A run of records
━━━
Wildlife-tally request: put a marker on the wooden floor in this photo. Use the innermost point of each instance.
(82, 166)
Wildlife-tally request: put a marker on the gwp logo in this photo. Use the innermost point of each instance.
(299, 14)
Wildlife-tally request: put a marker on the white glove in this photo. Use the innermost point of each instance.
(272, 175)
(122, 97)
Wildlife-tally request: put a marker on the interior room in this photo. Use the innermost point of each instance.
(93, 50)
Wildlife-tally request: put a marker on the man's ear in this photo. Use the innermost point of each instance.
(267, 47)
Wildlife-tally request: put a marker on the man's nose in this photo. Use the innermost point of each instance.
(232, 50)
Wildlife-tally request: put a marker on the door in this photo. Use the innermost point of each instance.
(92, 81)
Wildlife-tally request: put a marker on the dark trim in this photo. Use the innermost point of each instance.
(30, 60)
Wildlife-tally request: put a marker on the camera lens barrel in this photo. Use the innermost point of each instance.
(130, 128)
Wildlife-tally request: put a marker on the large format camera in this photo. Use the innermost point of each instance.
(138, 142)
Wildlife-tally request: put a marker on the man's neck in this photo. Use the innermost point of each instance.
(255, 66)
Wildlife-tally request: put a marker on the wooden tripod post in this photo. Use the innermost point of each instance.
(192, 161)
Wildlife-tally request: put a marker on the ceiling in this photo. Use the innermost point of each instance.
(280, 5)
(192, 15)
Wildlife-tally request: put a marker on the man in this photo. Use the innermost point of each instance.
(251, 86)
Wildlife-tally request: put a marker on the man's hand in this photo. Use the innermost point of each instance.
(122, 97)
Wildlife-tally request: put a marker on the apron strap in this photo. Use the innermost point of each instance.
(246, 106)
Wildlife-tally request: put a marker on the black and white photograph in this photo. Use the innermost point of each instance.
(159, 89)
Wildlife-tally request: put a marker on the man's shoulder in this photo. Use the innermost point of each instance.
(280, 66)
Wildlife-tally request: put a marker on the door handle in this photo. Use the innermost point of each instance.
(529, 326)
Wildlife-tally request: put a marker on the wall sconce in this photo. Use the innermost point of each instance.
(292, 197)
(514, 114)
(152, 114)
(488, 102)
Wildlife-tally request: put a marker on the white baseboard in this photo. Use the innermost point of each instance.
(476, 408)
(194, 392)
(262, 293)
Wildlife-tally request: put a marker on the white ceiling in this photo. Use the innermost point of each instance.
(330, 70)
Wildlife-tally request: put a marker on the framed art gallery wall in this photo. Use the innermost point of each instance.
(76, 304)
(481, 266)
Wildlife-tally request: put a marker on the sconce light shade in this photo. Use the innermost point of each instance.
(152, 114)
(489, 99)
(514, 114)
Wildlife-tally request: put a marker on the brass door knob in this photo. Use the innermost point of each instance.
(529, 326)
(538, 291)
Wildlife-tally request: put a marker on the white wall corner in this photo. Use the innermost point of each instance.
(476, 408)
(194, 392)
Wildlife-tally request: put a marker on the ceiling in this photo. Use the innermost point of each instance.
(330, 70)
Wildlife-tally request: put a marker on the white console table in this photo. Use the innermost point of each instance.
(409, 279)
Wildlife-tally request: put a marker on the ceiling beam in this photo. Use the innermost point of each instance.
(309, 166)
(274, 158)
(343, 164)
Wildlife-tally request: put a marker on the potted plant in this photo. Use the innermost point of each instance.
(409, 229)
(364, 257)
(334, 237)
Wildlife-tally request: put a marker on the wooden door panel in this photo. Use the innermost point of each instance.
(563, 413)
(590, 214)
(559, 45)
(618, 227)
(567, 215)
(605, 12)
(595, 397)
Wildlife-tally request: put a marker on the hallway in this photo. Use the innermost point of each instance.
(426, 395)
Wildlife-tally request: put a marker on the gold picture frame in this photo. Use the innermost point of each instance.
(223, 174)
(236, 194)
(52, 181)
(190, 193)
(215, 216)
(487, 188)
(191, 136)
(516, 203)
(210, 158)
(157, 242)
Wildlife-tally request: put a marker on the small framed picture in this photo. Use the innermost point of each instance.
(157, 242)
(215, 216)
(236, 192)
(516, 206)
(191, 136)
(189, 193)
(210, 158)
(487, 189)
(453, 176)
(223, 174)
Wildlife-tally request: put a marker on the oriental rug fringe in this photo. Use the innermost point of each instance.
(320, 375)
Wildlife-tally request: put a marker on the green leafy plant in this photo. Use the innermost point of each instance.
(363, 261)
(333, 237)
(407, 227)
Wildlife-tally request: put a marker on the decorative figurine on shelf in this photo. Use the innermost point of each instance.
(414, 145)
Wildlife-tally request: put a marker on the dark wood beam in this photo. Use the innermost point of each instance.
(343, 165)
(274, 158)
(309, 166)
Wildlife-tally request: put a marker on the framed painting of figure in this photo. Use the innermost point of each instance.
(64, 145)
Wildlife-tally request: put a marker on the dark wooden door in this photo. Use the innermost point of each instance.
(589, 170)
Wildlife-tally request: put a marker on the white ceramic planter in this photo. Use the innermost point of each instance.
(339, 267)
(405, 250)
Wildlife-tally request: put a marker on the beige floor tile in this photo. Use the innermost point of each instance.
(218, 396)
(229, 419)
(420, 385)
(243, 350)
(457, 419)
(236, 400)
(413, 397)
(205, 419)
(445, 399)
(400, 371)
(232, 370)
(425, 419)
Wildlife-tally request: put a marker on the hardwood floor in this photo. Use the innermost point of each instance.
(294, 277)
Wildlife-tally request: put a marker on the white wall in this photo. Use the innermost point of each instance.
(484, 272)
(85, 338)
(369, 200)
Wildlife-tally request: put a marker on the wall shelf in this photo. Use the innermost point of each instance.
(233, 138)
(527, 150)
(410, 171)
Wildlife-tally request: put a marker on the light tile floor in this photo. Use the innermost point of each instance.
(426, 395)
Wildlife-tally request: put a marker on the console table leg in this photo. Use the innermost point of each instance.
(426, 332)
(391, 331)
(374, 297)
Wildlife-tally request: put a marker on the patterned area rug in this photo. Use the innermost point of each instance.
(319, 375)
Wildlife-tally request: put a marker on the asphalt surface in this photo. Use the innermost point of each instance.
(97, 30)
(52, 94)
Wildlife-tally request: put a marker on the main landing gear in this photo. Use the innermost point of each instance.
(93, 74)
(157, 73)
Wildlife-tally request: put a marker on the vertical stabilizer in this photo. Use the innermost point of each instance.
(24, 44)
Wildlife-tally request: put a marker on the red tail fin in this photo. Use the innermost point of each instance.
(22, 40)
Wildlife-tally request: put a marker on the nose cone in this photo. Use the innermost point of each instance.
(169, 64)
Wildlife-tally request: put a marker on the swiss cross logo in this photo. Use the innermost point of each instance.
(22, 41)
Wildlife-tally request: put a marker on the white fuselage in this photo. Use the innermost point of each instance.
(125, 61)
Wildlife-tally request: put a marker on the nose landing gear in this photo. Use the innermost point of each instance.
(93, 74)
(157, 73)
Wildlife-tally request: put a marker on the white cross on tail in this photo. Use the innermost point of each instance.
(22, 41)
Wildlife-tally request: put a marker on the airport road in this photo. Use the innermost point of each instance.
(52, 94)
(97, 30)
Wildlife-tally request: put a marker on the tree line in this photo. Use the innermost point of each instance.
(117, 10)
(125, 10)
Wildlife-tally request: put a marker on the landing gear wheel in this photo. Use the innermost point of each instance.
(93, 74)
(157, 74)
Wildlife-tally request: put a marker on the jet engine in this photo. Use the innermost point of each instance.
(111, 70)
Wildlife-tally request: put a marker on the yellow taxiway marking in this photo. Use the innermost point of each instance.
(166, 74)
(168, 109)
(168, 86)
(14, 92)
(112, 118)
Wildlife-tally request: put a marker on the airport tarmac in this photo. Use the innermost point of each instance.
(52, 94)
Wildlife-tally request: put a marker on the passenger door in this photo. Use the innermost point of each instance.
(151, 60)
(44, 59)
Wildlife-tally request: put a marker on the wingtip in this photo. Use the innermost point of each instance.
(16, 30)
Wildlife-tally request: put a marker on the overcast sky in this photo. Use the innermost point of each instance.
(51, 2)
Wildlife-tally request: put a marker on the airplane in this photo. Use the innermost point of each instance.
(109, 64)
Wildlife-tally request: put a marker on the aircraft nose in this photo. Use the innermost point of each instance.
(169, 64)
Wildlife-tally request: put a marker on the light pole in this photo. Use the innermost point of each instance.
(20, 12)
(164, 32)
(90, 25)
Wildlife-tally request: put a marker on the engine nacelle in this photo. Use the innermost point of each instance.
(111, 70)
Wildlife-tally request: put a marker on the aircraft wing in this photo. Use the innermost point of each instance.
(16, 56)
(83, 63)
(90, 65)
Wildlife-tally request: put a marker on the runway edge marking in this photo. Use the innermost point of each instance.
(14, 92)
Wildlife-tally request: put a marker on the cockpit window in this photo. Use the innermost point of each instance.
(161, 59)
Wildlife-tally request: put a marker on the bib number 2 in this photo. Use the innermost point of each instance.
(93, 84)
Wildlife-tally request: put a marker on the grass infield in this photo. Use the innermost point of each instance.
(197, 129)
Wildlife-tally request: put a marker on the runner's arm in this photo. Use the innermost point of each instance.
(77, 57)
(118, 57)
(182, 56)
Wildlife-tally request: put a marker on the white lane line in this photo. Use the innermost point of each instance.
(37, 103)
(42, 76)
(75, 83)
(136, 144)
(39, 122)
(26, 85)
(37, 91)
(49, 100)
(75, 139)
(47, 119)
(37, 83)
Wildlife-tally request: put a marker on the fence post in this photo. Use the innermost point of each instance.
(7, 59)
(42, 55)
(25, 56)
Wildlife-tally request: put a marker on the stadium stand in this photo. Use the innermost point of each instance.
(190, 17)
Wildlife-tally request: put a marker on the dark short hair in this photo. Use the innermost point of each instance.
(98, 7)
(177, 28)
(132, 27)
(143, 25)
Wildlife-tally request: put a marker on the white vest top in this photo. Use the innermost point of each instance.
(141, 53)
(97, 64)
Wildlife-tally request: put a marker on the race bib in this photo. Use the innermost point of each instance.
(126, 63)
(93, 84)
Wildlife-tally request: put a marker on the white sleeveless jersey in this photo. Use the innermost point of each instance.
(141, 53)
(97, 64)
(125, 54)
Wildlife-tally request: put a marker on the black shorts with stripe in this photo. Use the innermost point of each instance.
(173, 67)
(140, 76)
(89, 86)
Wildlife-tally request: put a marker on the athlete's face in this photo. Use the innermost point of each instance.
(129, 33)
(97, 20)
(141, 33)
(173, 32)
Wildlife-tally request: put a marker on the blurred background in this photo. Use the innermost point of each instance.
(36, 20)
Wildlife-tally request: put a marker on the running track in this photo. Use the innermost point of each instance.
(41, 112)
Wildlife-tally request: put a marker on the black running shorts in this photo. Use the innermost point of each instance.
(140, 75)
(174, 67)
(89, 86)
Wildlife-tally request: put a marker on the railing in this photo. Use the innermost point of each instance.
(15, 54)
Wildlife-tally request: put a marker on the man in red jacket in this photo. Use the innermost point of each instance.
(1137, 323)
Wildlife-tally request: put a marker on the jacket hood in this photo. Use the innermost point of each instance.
━━━
--- WHAT IS BEING ASKED ---
Repeat the lines from the one holding "Wildlife-tally request: put a marker on the railing" through the one holding "(1137, 323)", inclusive, substituting "pin" for every "marker" and changing nothing else.

--- CORRECT RESPONSE ---
Wildlife-tally request: put a pin on the railing in this photo. Use the innermost point of each instance.
(15, 54)
Wildlife-tally request: put a pin on the man in red jacket in this photo. Use the innermost point of each instance.
(1137, 323)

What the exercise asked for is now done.